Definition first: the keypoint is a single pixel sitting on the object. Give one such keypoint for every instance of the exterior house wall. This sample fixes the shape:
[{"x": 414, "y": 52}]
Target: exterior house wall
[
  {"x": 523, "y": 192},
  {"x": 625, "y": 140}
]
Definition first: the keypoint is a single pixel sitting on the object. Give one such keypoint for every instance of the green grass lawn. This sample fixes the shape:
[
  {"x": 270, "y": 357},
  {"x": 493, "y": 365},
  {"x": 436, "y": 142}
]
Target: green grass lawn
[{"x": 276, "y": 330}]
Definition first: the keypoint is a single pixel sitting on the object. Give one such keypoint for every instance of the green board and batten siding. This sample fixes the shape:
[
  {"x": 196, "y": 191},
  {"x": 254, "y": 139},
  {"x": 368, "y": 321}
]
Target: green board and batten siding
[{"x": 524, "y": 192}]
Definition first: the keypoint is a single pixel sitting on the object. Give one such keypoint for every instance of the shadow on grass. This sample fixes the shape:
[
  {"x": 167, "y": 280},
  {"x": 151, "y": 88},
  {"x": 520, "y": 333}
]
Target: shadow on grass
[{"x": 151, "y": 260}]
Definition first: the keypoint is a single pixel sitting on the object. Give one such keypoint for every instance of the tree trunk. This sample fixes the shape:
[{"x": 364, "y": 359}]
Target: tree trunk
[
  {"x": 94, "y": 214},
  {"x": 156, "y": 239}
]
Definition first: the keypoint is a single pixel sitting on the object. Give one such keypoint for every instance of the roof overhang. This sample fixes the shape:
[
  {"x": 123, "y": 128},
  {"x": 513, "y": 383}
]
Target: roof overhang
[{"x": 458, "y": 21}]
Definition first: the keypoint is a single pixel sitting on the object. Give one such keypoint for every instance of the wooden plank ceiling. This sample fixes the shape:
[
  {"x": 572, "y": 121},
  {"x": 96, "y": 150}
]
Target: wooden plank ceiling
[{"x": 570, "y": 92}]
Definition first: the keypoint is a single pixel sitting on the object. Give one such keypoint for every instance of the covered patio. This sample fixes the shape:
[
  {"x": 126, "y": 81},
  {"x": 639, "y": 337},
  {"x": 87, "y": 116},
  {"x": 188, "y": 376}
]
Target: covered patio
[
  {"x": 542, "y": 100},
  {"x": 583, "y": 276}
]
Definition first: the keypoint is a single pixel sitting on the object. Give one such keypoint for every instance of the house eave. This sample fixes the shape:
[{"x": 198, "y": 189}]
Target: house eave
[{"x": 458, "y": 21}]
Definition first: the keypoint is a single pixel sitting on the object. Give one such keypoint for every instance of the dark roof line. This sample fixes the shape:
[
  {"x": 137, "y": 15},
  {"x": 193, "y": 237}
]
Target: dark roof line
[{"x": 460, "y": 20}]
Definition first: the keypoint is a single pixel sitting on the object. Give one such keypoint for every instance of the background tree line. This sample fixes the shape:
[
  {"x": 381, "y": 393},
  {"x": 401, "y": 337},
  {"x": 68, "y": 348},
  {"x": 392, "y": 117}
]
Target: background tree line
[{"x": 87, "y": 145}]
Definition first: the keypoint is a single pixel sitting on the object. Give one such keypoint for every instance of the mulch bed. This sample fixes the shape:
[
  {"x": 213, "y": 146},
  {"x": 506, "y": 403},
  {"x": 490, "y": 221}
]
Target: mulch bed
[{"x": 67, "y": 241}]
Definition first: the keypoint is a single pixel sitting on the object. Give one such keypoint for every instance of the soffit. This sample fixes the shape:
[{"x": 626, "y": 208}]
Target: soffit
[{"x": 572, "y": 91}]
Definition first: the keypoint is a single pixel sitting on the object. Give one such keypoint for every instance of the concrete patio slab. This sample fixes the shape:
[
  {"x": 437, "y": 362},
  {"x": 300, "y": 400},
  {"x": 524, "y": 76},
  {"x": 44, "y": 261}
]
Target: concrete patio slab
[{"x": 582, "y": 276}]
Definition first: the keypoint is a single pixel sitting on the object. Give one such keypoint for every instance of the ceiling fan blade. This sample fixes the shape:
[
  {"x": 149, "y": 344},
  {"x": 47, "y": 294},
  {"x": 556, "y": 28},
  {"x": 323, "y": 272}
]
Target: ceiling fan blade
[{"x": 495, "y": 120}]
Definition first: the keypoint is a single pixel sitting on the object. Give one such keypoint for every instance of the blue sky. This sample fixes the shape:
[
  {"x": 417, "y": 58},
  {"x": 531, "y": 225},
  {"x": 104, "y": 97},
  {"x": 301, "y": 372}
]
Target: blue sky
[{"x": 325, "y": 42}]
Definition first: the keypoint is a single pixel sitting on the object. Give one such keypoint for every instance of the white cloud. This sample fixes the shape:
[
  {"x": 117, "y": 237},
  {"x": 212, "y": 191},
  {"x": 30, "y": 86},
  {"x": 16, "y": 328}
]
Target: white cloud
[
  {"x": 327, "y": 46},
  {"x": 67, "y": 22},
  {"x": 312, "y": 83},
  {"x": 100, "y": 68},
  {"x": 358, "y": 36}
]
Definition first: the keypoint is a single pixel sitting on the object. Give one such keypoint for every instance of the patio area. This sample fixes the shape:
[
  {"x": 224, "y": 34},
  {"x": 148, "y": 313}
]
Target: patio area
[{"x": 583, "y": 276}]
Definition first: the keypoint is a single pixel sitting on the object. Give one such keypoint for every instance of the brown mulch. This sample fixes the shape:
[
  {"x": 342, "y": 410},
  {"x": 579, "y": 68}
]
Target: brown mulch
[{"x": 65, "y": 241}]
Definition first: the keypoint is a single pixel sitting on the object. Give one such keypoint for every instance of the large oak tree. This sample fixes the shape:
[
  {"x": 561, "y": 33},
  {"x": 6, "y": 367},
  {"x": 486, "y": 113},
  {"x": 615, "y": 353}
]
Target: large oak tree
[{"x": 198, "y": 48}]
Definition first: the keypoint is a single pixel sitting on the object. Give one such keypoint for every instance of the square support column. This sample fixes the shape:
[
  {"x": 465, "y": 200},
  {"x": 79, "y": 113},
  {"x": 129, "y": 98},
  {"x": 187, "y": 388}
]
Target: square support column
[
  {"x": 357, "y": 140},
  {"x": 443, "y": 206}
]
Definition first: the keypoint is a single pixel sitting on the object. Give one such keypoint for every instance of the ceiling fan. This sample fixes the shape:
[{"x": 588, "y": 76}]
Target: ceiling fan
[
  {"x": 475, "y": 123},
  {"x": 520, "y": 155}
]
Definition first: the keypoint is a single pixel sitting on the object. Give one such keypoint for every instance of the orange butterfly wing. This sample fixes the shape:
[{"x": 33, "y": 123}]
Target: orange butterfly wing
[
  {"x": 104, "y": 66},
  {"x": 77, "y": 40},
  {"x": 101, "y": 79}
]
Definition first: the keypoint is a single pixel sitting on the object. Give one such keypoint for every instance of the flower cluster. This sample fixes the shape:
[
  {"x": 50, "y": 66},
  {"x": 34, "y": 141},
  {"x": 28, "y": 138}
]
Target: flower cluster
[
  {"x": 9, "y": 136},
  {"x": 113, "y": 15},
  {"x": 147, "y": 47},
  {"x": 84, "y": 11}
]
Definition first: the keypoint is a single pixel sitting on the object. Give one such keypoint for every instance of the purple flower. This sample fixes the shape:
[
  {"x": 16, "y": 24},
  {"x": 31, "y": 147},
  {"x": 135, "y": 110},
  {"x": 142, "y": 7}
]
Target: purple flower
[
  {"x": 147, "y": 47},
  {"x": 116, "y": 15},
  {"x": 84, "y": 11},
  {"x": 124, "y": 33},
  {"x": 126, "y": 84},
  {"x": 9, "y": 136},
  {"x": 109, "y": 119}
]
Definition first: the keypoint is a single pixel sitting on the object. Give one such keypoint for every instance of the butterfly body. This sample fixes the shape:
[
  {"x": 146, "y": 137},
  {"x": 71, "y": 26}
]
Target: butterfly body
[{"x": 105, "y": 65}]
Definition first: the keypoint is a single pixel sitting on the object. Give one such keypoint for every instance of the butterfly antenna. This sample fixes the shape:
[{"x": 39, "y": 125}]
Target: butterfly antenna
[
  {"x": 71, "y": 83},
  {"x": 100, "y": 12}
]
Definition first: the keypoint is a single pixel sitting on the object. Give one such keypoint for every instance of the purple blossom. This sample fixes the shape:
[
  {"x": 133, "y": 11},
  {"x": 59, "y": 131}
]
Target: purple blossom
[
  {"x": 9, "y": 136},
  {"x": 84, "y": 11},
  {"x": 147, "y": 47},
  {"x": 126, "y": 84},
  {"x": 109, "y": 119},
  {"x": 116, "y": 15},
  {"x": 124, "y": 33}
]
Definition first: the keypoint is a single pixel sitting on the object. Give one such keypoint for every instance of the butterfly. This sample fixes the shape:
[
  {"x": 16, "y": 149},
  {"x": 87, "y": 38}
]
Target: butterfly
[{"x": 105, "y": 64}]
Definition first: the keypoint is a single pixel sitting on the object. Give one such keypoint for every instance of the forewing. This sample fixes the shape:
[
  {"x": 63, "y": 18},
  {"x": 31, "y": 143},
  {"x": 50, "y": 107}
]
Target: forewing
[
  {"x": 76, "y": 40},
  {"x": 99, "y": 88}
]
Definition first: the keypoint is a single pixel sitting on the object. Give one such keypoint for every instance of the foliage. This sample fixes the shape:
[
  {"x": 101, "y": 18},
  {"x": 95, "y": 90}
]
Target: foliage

| About this exercise |
Among the lines of the entries above, count those containing the string "foliage". Write the number alone.

| Exercise response |
2